> **Problems to work on**:
A) Turn the paragraph of the hull-model section that opens "The generative process is conditioned" into a short bulleted list that keeps its main facts.
B) Summarize the hull-model section in two sentences.
C) Duplicate a portion of the hull-model section word for word: begin at the words "3.3. Conditional Generative" and stop after "multi-modal data distributions.".

> **Supplied passage**:

## begin

3.3. Conditional Generative Hull Model
While the multimodal autoencoder provides a compact and physically structured latent representation of hull geometry, it is not inherently generative. To enable controlled synthesis of novel hull forms, a conditional DDPM was trained directly in the learned latent space of the autoencoder. The DDPM gradually learns to reverse a noise process to generate latent codes corresponding to plausible hull designs. This class of generative models has been shown to be particularly stable and effective in capturing multi-modal data distributions.
The generative process is conditioned using a 12-dimensional design vector representing a set of global hull parameters commonly used in preliminary ship design. These parameters provide high-level geometric constraints that guide the generative model during the sampling of the latent design space. While such global parameters cannot fully describe the detailed geometry of a ship hull, they provide an interpretable and physically meaningful conditioning mechanism that allows the model to produce hull forms consistent with fundamental naval architectural characteristics. These parameters act as conditioning variables rather than a complete geometric parametrization of the hull surface.

## end

> **Raw records**:
## begin

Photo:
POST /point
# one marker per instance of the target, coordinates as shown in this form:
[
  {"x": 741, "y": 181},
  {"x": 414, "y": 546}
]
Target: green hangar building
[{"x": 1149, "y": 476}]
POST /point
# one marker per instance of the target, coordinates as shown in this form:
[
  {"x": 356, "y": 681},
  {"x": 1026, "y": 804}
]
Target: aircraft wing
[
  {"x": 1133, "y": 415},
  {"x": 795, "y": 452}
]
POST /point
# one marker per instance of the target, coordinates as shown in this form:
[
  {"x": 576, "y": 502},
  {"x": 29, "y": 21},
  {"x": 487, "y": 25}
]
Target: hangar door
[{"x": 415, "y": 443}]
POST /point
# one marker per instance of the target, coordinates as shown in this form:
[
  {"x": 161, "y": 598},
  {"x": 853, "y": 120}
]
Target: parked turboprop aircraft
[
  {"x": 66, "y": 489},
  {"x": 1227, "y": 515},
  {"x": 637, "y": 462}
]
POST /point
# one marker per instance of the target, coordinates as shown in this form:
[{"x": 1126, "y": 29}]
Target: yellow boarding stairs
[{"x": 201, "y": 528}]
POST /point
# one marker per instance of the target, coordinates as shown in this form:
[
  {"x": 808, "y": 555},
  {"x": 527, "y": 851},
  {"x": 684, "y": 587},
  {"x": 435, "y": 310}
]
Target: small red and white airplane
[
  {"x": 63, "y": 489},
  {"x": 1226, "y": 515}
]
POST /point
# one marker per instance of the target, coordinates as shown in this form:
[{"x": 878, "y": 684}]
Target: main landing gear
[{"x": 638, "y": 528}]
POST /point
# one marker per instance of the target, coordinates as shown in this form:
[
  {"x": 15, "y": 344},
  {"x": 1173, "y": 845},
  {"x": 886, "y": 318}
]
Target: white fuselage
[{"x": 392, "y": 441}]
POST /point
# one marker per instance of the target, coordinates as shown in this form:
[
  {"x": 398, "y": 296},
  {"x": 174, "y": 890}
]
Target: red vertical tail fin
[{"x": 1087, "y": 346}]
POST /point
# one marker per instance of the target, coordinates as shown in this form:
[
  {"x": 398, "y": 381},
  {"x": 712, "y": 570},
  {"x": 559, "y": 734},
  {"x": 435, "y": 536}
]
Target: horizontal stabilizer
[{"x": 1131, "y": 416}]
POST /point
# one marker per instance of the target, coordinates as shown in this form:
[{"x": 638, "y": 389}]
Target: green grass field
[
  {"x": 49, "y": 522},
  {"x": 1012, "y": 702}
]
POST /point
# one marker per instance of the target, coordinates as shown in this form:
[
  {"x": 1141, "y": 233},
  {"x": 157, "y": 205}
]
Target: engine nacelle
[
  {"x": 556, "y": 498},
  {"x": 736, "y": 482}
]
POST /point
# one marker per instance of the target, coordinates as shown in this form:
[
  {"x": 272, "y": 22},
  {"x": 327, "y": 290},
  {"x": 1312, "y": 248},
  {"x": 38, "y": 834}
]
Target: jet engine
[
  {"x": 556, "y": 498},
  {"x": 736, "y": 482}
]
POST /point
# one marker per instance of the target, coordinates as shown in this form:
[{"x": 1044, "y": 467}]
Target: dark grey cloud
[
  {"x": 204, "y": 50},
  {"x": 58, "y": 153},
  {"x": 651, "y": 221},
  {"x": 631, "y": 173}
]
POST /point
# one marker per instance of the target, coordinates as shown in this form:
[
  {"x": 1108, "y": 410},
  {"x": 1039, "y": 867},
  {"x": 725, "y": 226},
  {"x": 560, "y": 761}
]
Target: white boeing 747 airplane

## end

> **Solutions to each task**:
A)
- A 12-dimensional design vector of global hull parameters, common in preliminary ship design, conditions the generative process.
- These parameters impose high-level geometric constraints that guide sampling of the latent design space.
- They cannot fully describe detailed hull geometry, but they offer interpretable, physically meaningful conditioning.
- This lets the model produce hull forms consistent with fundamental naval architectural characteristics.
- They serve as conditioning variables, not as a complete geometric parametrization of the hull surface.

B) Because the multimodal autoencoder is not inherently generative, a conditional DDPM was trained in its learned latent space to generate latent codes for plausible new hull designs by reversing a noise process. The model is conditioned on a 12-dimensional vector of global hull parameters that guide sampling toward forms consistent with basic naval architectural characteristics, although these parameters do not fully describe detailed hull geometry.

C)
3.3. Conditional Generative Hull Model
While the multimodal autoencoder provides a compact and physically structured latent representation of hull geometry, it is not inherently generative. To enable controlled synthesis of novel hull forms, a conditional DDPM was trained directly in the learned latent space of the autoencoder. The DDPM gradually learns to reverse a noise process to generate latent codes corresponding to plausible hull designs. This class of generative models has been shown to be particularly stable and effective in capturing multi-modal data distributions.